> _Tarea_: Escribe la continuación del texto sobre el premio Pritzker a partir de su última oración.

> _Texto proporcionado_:
A priori, el más parecido sería el Nobel de literatura. También homenajea la consistencia de una obra sin detenerse en los picos (o valles) que dicha obra pueda presentar. En este sentido, la Academia Sueca se preocupa bastante de conceder el Nobel a literatos de cierta edad que, de alguna manera, no tengan que probar si son verdaderos merecedores del premio. Incluso en casos más controvertidos como el reciente Nobel al cantautor Bob Dylan, e independientemente de su calidad, no hay espacio para dudar de un corpus más que amortizado por la historia contemporánea. Digamos que el Nobel de literatura puede no gustar a todo el mundo pero, en sus más de cien años de historia, al menos ha demostrado una manifiesta consistencia general.
No sucede igual con el Pritzker. A lo largo de sus treinta y ocho ediciones, el jurado nominado por la fundación Hyatt ha alternado decisiones solidas e irrefutables con otras bastante dudosas. En primer lugar porque, salvo casos excepcionales como el de Frei Otto, receptor del premio en 2015 a los noventa años de edad, la mayoría de los Pritzker se han concedido a arquitectos en plena actividad profesional. Teniendo en cuenta que la arquitectura es una disciplina que se desarrolla hasta edades muy avanzadas, es perfectamente normal que a un arquitecto de cincuenta o sesenta años aún le queden dos o tres décadas de carrera, con lo que aumentan las posibilidades de que su obra posterior al galardón no aguante la comparativa con la que le hizo merecedor del mismo. Y en casos como el de Alejandro Aravena, premiado en 2016 con tan solo cuarenta y ocho años y la mayor parte de su carrera aún por delante, se diría que el Pritzker premia más una aproximación potencial que un trabajo consolidado.

Etiquetas de puntos de objetos:

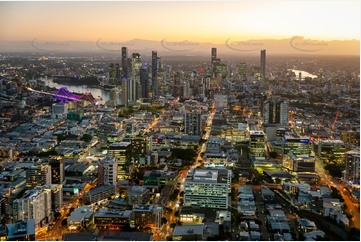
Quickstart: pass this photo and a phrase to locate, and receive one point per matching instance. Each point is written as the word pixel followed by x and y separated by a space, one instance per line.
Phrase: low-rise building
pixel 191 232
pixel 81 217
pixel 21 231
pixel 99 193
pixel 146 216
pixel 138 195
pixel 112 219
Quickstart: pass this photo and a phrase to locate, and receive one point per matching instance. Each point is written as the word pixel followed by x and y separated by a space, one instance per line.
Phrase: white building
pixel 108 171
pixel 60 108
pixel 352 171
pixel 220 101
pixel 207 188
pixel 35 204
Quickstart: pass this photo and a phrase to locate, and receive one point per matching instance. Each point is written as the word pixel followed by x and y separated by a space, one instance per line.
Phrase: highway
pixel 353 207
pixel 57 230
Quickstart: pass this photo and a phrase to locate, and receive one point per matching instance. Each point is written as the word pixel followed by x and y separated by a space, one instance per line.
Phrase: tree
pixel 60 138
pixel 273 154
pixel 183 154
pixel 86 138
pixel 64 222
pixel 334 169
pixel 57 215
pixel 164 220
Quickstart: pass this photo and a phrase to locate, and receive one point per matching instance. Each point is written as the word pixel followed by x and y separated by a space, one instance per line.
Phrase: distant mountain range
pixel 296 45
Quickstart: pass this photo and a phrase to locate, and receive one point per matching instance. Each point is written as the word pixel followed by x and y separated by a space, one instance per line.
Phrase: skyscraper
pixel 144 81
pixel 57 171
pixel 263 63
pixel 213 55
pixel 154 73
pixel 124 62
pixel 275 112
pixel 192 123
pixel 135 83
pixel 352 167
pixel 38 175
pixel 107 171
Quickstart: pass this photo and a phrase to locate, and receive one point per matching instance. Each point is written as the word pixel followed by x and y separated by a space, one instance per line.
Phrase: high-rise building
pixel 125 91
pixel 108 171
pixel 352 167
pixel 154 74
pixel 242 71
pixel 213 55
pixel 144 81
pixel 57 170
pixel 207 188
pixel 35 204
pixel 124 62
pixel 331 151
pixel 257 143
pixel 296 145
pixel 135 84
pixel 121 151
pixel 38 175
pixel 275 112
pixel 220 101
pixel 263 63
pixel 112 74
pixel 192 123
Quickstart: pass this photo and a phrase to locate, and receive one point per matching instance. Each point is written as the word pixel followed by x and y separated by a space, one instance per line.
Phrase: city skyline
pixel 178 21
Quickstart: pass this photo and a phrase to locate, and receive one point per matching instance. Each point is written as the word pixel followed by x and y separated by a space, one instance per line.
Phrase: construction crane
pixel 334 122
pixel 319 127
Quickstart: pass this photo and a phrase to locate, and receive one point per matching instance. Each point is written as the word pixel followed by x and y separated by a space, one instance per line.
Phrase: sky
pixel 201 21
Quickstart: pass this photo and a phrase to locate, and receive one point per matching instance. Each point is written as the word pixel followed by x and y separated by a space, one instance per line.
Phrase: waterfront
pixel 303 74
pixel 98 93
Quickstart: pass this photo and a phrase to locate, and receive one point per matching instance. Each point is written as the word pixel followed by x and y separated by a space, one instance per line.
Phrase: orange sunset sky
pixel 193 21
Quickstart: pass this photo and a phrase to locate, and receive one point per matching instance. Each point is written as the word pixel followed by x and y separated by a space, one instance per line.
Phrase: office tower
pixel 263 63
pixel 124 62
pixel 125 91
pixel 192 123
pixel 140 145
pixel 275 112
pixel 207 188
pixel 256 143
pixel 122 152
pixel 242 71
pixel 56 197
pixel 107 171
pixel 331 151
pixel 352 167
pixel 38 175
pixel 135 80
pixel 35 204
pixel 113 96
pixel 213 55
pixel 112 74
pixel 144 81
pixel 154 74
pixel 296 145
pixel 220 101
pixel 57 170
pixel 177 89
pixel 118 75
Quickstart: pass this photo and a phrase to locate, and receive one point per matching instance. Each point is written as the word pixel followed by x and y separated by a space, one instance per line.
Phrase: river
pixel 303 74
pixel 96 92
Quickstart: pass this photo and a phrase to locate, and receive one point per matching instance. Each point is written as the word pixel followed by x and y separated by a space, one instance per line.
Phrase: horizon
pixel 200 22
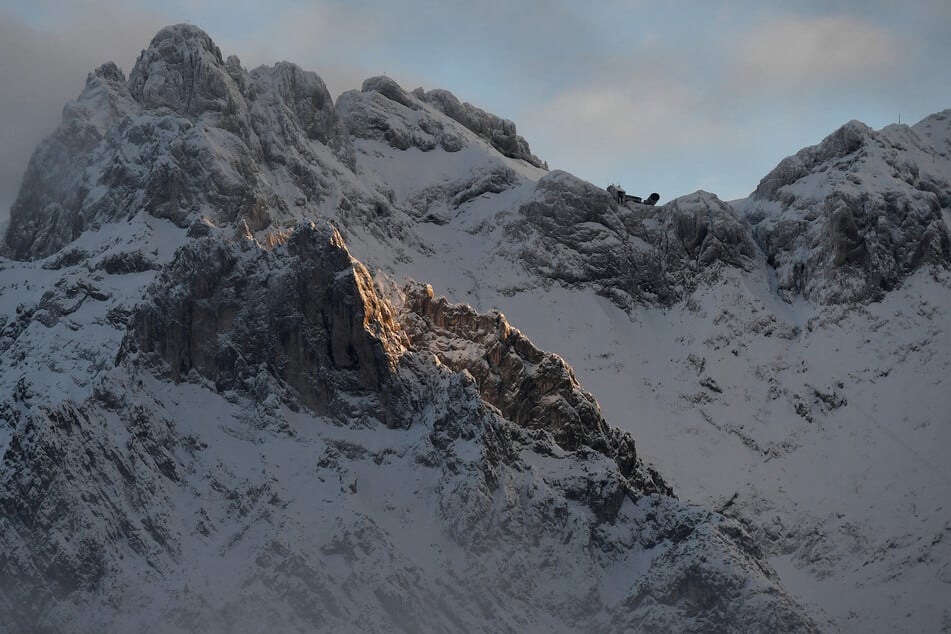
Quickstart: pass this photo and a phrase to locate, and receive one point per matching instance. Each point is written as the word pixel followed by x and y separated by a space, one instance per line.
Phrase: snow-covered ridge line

> _Resultado_:
En realidad, esto no tendría por qué representar un problema; se ha concedido un premio por la actividad que ha desarrollado un determinado arquitecto o estudio de arquitectura hasta el preciso momento de recibir dicho premio. El inconveniente es, entonces, considerar que es el máximo galardón de la profesión cuando, teóricamente, se concede a toda una carrera profesional.

Fachada de la Haas-Haus, diseñada por Hans Hollein, premio Pritzker 1985. Imagen de Dreamstime
No se pude considerar a Hans Hollein, Pritzker en 1985, como uno de los mejores arquitectos de la historia contemporánea cuando su obra respondía a una corriente, el posmodernismo, que tuvo una vida más bien efímera, y ni siquiera fue uno de los investigadores del movimiento como si lo había sido Robert Venturi, premiado, curiosamente, seis años después. Es difícil pensar que Zaha Hadid o Thom Mayne, cuya obra postrera es, como poco, indolente, estén a la altura de sus propios y fulgurantes inicios.
Bandazos en los premiados
Estos bandazos del Pritzker responden esencialmente a dos razones. Por un lado, la arquitectura, pese a lo permanente de sus productos, ha experimentado en estos últimos cuarenta años numerosos cambios, evoluciones y regresiones en su pensamiento e investigación. Tendencias, movimientos, corrientes e incluso modas ha nacido y han muerto en apenas dos o tres décadas, y se han visto reflejadas en los respectivos receptores del galardón. Así, el Pritzker siempre ha tenido mucho más que ver con premiar al arquitecto más representativo del momento que con lo que se supone que es o con lo que, en efecto es, un Nobel de literatura.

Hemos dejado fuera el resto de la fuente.